> _WHAT TO DO_
For the material that follows, tally the lines holding "white" and give the total alone.

-------

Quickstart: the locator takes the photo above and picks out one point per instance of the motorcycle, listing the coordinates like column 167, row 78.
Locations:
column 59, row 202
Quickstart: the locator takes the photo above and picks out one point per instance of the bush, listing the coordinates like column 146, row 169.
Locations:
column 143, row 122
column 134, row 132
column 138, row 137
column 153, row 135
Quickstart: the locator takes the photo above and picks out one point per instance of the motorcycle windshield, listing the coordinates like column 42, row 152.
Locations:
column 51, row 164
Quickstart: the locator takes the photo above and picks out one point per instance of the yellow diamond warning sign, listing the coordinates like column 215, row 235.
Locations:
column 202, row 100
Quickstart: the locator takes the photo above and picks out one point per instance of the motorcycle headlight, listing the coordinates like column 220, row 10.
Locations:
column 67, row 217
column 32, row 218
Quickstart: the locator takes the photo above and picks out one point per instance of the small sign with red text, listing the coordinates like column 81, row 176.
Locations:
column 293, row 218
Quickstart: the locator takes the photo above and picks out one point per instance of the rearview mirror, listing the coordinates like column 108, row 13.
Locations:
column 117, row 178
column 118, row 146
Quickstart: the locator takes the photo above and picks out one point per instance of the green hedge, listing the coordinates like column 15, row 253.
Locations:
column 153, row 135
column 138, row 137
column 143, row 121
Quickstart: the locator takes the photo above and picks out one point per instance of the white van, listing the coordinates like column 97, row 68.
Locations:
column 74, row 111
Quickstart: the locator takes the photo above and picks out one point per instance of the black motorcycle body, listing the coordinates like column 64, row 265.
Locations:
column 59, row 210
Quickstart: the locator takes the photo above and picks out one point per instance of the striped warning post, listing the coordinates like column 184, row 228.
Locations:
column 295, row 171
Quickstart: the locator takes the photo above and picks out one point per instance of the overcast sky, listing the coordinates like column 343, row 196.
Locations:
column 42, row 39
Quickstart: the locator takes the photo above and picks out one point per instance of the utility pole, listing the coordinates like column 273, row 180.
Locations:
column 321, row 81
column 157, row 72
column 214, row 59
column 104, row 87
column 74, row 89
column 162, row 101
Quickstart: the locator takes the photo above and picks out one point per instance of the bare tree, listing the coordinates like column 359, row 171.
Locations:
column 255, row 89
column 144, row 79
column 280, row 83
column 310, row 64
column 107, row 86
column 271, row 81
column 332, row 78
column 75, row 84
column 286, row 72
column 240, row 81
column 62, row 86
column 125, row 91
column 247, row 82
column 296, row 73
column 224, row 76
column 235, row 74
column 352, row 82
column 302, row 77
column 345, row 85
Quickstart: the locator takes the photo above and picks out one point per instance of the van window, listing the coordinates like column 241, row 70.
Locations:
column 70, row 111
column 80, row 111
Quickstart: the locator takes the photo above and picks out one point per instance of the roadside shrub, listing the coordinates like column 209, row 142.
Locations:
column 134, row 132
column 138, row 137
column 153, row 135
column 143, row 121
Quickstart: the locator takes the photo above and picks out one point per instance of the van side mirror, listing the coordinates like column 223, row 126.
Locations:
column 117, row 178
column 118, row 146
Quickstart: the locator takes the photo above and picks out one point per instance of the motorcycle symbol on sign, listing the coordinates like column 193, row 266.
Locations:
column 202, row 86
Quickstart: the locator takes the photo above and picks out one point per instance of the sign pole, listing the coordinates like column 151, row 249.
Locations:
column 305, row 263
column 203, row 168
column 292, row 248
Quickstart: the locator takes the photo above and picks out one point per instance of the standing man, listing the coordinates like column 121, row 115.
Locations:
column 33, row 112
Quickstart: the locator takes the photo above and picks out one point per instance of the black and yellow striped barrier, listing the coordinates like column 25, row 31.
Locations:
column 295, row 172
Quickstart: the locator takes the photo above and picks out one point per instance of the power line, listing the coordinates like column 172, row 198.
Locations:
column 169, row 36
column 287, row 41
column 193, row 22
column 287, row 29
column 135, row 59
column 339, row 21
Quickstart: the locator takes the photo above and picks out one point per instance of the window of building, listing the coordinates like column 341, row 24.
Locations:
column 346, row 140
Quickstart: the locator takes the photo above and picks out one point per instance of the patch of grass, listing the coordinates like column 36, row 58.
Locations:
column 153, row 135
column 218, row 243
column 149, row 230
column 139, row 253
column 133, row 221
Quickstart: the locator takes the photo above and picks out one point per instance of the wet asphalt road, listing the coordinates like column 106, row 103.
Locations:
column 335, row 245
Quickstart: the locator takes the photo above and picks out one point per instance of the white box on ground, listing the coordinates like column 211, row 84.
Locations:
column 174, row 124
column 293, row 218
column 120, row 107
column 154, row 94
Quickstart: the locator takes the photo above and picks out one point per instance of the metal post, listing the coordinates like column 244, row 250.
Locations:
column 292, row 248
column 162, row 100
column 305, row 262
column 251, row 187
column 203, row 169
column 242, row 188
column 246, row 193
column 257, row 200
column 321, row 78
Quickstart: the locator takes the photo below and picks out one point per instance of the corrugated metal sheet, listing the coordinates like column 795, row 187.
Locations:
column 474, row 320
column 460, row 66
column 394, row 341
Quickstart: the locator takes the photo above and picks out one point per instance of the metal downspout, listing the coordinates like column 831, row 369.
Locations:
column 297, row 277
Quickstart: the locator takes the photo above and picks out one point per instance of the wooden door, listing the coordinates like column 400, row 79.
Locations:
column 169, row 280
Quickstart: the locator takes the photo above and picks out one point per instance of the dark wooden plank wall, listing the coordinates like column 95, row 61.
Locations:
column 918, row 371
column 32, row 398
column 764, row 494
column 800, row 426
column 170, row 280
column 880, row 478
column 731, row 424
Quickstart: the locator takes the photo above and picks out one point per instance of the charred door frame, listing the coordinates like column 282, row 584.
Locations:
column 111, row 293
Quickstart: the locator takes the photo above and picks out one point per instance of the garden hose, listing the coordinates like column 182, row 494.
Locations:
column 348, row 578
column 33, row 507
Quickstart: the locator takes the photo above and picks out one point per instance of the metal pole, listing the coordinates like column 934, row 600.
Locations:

-------

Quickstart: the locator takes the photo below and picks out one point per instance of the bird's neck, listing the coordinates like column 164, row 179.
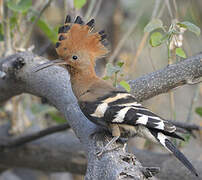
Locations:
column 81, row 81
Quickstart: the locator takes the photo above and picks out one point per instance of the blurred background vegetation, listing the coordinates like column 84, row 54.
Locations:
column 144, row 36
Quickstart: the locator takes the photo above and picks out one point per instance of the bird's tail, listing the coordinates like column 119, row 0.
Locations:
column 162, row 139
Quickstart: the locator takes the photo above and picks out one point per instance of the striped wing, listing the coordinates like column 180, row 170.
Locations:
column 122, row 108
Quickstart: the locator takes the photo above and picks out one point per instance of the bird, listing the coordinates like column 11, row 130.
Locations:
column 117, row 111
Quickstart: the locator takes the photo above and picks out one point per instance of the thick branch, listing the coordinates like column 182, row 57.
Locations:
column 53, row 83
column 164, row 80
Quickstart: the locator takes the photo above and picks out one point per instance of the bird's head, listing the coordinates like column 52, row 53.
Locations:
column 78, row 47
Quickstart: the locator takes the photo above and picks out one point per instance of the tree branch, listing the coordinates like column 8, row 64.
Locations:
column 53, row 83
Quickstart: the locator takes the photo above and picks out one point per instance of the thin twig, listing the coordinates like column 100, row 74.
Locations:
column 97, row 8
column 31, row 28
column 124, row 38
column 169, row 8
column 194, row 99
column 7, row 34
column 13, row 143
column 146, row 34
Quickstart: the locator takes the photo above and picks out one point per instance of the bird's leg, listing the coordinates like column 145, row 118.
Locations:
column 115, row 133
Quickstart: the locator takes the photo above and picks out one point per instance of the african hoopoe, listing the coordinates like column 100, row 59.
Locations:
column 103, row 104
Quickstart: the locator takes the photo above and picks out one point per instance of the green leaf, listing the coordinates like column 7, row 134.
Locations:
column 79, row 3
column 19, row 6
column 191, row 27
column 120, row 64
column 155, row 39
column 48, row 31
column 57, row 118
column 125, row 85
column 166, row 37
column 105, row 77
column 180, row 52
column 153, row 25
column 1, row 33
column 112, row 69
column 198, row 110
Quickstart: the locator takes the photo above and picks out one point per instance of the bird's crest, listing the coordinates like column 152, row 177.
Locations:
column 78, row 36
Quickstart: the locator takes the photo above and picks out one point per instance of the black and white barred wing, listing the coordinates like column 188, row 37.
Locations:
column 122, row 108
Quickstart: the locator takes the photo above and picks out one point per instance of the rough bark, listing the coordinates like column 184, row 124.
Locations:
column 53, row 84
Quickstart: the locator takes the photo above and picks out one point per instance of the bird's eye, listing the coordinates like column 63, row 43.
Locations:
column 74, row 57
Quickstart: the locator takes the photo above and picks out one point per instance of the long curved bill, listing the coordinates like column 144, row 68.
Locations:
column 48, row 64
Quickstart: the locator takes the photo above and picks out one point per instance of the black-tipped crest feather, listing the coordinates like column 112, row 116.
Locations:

-------

> _REPLY_
3